>>>>

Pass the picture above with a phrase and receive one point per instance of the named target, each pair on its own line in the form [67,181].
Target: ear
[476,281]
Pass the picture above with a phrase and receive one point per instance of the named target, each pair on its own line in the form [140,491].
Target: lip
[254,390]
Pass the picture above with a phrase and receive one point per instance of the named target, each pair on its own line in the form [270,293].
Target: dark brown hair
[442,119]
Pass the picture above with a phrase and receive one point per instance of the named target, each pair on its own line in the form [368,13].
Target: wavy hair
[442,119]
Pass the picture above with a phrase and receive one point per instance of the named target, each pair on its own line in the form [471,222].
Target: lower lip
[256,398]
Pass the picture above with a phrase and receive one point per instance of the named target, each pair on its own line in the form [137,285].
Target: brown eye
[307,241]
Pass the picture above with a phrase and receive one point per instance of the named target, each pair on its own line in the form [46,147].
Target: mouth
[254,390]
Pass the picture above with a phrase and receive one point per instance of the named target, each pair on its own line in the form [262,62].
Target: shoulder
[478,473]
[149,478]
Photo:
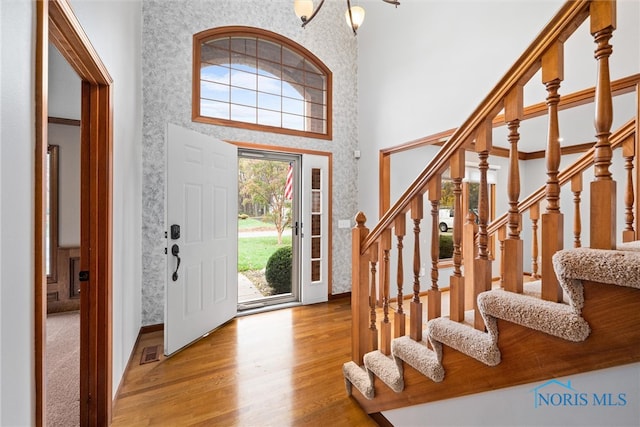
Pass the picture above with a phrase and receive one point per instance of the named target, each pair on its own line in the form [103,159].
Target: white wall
[428,64]
[64,95]
[16,213]
[516,406]
[67,138]
[114,29]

<<<<

How to complete this task> Please reproduce the records above exactly and leave any picture behind.

Solved exercise>
Pass the picture above with a phrase and receive one point per instance of the named target, each pair on its own line in the form [67,181].
Target: ear
[476,281]
Pass the picture above with a phrase and receive one point per instance of the named target, each pair on its own line in the form [140,491].
Target: lip
[254,390]
Pass the picture above with a phrase and receive one point per instance of the named target, each pair on its own line in the form [270,293].
Target: dark brown hair
[442,119]
Pass the picture above with a phrase and receive one point per instance of the named target, each pair on its own line in the form [368,13].
Target: wavy hair
[442,119]
Pass the picture above with a phrase and receive one point per instance of the named target, each pair on its own line in the form [471,222].
Target: lower lip
[256,398]
Pass the picture above with a phrase and receive one point per instance of the named target, each pair on its own line in the form [137,285].
Target: brown eye
[307,241]
Pass the picture above with a phrase and receive one point per instance of the named target, each pair on its own line in the form [46,147].
Target: mouth
[254,390]
Pass the picture above with a phrase and receive one point per instance of the named target, each pair on its own line in the form [262,62].
Target: shoulder
[478,473]
[149,478]
Photo:
Pass the picture above with a phrase and receive one point per instance of the named target, each pair on its own line in the form [103,159].
Target: white wall
[428,64]
[64,95]
[16,213]
[516,406]
[67,138]
[114,29]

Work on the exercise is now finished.